▸ **PROBLEM REQUIREMENTS**
Beginning at the line containing "Q: Point to every instance of the storefront", output every line to the end of the data below exactly as it appears.

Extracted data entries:
────────────────
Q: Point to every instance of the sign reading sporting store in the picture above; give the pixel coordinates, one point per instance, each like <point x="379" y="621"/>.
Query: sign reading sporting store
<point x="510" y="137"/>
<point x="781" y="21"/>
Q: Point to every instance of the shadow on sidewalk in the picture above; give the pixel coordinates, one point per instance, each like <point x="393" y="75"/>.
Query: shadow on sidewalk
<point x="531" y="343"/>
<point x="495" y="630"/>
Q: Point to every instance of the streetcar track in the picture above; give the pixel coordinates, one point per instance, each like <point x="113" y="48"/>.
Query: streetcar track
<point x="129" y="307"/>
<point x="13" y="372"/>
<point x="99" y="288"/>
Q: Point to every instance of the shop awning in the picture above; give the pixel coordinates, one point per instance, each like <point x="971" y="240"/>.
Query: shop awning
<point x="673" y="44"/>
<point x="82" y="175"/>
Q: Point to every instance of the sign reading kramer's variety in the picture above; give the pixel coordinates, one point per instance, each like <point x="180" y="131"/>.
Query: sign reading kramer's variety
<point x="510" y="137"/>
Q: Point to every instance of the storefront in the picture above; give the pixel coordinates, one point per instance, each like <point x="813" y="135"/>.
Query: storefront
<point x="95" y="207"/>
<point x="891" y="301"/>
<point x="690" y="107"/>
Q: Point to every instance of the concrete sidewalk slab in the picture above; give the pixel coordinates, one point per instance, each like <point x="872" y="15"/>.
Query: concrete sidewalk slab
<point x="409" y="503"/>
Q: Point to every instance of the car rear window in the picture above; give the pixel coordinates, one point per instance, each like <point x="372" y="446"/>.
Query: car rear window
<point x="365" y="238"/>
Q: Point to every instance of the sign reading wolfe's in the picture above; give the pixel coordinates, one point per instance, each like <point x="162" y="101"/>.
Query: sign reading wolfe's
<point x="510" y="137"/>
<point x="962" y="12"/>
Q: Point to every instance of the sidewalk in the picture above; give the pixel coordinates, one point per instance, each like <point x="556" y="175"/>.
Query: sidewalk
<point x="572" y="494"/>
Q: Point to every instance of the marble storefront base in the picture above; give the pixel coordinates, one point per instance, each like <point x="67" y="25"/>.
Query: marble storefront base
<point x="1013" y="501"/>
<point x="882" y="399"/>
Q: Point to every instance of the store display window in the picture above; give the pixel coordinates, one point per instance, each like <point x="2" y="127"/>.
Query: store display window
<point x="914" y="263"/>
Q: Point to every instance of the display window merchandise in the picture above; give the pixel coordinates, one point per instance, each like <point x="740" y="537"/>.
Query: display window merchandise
────────────────
▸ **ANSWER IN FULL**
Q: Point to every instance of the storefront in the picture above; give the pixel coordinates, one point per instance, each like <point x="813" y="135"/>.
Query: storefront
<point x="95" y="207"/>
<point x="891" y="301"/>
<point x="690" y="107"/>
Q: Point to every instance of the concrete sidewalk slab in the picture above; give the pixel coordinates, one point per instance, each like <point x="872" y="15"/>.
Query: concrete sidewalk slab
<point x="409" y="503"/>
Q: Point to every instance of the car rear window in the picture above; give the pixel coordinates, one point per instance, each like <point x="372" y="446"/>.
Query: car rear window
<point x="365" y="238"/>
Q: Point to every instance of the sign reading wolfe's in the picture above; give the pixel coordinates, one point per instance, each like <point x="162" y="101"/>.
Query: sign reading wolfe's
<point x="510" y="137"/>
<point x="962" y="12"/>
Q: Point to every instance of the sidewalk in the picture above; give the pixel coordinates, one point per instance, each like <point x="556" y="175"/>.
Query: sidewalk
<point x="572" y="494"/>
Q: Point to every instance of the marble storefront base in the picture above; give the pixel coordinates, one point per instance, each like <point x="67" y="25"/>.
Query: marble storefront base
<point x="1013" y="501"/>
<point x="882" y="399"/>
Q: Point to every instance of the store display window in the picture above; give the pixel coordinates, one point per instance, each like <point x="2" y="127"/>.
Query: store display window
<point x="914" y="263"/>
Q: Point to every instance of the display window merchandise in the picture above; give the pixel coordinates, one point per instance, each like <point x="740" y="537"/>.
Query: display window merchandise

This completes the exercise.